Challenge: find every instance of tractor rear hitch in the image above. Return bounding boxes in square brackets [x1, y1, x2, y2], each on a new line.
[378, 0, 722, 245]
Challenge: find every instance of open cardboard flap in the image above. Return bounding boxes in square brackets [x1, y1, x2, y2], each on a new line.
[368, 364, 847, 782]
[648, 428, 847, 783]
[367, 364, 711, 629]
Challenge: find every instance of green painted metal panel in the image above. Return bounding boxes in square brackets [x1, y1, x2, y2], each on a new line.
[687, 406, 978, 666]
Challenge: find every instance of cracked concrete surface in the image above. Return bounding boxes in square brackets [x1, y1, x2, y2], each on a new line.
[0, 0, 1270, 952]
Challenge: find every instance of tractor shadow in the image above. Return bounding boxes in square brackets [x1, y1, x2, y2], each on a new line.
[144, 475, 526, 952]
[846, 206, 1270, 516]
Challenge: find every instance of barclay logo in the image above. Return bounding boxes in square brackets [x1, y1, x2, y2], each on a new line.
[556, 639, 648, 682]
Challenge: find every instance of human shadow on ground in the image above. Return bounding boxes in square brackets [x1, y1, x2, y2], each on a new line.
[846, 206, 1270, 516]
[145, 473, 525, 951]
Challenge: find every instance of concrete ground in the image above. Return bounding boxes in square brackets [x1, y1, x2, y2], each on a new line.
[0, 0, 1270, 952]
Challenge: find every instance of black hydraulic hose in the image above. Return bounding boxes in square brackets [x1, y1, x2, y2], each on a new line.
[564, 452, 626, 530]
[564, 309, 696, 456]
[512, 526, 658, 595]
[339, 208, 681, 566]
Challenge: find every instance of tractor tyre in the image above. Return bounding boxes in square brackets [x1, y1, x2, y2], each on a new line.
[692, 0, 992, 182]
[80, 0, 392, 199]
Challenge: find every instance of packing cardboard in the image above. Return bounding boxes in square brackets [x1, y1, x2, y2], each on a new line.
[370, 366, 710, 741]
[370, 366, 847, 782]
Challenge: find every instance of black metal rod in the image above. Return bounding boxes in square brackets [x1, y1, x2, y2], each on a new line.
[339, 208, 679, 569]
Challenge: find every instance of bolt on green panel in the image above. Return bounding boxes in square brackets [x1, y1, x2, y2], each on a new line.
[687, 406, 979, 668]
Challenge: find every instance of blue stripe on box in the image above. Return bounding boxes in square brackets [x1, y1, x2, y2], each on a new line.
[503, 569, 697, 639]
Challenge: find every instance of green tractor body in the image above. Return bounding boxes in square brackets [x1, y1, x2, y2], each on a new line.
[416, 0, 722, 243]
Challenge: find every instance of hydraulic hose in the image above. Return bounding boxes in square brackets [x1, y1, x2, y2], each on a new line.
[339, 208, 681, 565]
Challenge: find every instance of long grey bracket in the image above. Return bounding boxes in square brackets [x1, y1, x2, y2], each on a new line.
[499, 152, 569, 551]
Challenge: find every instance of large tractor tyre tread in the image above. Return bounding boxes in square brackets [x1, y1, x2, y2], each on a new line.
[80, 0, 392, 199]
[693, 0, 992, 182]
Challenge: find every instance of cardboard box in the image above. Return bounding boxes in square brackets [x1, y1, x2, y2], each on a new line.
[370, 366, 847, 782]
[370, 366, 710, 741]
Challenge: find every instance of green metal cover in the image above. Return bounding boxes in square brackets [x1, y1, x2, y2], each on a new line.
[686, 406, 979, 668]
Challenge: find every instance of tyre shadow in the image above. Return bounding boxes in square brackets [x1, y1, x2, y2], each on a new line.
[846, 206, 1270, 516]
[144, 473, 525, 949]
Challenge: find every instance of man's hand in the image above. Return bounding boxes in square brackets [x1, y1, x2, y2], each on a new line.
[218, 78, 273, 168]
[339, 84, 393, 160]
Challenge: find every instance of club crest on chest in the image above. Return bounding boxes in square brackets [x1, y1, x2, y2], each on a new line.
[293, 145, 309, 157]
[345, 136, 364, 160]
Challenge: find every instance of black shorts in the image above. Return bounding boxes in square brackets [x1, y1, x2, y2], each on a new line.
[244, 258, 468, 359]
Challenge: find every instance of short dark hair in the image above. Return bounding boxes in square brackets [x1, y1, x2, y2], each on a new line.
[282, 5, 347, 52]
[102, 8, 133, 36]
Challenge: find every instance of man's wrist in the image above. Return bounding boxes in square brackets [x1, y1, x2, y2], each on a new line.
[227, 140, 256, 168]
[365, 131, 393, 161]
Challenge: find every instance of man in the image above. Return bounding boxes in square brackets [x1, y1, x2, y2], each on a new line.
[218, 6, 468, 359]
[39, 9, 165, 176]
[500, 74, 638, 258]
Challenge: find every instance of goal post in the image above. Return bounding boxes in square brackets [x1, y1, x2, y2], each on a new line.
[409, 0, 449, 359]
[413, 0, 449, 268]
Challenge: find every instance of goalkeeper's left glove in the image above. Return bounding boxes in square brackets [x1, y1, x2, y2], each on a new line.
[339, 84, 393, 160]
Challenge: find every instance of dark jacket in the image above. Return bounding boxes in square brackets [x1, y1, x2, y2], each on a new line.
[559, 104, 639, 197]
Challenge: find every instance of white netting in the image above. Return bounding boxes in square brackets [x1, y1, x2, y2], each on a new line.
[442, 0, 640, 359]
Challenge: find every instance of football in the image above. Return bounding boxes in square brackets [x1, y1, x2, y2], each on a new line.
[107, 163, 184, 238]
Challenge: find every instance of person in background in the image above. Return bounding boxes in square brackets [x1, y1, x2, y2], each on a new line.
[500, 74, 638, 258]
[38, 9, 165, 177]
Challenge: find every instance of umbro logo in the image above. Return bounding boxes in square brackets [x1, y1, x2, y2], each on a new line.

□ □ □ □ □ □ □

## DIRECTIVE
List the lines above, from the line with "Challenge: find every instance of green tractor" to the line with "[693, 0, 992, 182]", including both, as a numbered list with blank lines omitted.

## FINISHED EXERCISE
1. Challenge: find every instance of green tractor body in the image above. Return bounding boxes in square brackets [x1, y1, x2, y2], each on a new line.
2. [416, 0, 722, 243]
3. Challenge: find every instance of hydraulic hose in the image above. Return bounding boxes in square brackets [x1, y1, x2, y2], each on a new line.
4. [339, 208, 681, 565]
5. Challenge: find every instance of long grey bracket in the image above. Return bounding boxes in square brackets [x1, y1, x2, y2], each on a new line.
6. [499, 152, 569, 551]
7. Challenge: find every instance of large tractor tyre tread in the image above. Return bounding boxes in square brackets [x1, y1, x2, y2], each on a new line.
8. [80, 0, 392, 199]
9. [693, 0, 992, 182]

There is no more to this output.